#### Your goal:
Where does "white" appear in the data? Return each line that holds it.
START Task inputs
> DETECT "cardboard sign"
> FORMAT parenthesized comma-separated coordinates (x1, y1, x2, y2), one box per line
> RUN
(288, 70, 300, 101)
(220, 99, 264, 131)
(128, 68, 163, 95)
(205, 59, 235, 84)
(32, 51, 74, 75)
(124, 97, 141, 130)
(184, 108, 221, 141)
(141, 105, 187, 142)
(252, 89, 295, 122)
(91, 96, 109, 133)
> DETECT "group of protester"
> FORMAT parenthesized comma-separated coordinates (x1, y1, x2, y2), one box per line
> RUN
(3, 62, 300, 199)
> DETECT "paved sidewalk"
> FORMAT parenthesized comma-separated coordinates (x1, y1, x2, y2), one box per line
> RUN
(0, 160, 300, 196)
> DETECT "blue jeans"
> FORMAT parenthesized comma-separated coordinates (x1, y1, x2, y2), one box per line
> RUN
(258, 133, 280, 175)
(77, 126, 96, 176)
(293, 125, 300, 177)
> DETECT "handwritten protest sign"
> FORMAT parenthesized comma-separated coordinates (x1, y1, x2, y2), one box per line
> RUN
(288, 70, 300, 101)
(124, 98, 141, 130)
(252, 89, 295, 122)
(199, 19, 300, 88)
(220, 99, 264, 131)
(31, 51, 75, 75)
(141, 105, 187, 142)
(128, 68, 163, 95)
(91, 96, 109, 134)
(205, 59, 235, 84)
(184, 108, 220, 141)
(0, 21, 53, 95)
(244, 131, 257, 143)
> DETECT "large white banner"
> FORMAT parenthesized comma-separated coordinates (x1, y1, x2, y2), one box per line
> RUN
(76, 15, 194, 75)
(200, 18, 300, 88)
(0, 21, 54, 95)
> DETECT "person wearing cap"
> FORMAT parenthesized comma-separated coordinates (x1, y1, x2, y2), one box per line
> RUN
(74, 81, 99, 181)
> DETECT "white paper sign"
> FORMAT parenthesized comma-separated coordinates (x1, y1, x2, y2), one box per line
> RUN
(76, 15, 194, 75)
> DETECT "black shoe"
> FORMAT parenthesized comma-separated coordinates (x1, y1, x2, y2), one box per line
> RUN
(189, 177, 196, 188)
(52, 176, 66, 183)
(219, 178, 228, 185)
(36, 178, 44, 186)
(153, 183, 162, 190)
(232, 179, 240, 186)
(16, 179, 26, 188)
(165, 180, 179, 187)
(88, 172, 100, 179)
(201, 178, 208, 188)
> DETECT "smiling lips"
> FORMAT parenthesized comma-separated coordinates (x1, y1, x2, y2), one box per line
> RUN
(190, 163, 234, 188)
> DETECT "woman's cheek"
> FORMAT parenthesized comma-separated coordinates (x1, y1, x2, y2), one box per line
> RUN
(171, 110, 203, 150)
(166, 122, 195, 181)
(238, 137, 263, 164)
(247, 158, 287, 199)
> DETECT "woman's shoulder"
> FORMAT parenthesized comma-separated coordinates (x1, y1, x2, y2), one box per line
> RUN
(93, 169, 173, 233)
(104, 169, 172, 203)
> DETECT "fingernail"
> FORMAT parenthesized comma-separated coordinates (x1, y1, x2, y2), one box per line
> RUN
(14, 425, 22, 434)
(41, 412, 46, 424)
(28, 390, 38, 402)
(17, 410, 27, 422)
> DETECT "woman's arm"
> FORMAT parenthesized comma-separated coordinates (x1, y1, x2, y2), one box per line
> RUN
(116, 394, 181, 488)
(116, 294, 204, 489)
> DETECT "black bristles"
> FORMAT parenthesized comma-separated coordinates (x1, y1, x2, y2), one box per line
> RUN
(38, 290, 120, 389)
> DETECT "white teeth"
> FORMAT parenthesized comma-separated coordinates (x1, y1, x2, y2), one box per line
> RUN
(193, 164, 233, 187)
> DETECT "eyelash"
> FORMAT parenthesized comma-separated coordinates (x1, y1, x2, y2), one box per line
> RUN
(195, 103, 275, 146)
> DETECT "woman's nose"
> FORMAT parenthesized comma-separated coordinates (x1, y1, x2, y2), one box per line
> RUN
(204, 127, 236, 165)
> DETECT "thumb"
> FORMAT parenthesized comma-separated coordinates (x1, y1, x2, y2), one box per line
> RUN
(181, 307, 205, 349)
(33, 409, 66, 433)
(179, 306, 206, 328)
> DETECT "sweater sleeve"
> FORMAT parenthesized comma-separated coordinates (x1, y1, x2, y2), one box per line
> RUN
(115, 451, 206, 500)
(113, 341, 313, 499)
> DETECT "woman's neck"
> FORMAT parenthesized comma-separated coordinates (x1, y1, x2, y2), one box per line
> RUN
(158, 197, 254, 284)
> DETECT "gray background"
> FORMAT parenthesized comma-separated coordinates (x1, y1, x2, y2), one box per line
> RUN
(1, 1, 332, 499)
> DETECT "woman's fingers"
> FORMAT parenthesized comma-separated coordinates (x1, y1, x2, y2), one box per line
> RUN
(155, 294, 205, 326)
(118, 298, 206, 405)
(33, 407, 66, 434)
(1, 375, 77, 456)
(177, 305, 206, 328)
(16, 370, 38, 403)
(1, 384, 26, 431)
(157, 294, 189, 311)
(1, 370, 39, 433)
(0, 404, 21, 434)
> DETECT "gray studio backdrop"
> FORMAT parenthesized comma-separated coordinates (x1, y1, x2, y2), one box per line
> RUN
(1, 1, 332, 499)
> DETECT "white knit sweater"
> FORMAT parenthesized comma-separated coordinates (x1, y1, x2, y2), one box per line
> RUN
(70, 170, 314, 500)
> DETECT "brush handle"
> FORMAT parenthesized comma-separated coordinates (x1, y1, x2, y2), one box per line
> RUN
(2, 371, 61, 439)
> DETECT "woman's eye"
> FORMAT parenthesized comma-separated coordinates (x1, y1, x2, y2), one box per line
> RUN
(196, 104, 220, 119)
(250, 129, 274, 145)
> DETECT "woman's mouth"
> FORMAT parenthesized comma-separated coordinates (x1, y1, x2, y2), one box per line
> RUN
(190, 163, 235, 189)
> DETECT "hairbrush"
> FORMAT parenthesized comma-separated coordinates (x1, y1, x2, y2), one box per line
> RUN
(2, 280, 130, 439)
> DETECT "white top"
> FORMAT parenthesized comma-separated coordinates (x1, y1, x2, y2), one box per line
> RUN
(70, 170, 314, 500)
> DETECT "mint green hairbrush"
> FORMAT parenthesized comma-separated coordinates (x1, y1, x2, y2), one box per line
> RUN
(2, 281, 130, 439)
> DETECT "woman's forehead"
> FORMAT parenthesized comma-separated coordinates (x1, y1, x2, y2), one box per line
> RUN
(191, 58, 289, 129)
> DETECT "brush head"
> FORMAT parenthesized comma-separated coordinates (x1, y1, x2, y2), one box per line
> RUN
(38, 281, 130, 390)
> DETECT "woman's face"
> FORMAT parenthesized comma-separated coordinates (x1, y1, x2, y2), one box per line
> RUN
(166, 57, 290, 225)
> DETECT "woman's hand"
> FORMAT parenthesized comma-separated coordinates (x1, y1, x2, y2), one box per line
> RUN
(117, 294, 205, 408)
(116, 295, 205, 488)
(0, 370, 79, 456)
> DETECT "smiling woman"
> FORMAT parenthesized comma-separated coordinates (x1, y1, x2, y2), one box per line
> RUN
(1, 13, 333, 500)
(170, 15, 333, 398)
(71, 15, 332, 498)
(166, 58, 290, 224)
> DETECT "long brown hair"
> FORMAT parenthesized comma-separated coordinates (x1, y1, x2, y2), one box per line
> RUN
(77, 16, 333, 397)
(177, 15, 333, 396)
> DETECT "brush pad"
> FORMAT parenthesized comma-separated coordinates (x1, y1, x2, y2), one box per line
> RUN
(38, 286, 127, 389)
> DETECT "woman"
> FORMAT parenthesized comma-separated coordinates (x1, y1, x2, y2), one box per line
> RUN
END Task inputs
#### Answer area:
> DETECT "large white banner"
> DETECT "white paper sign"
> DETECT "white teeth"
> DETECT "white knit sweater"
> DETECT "white top"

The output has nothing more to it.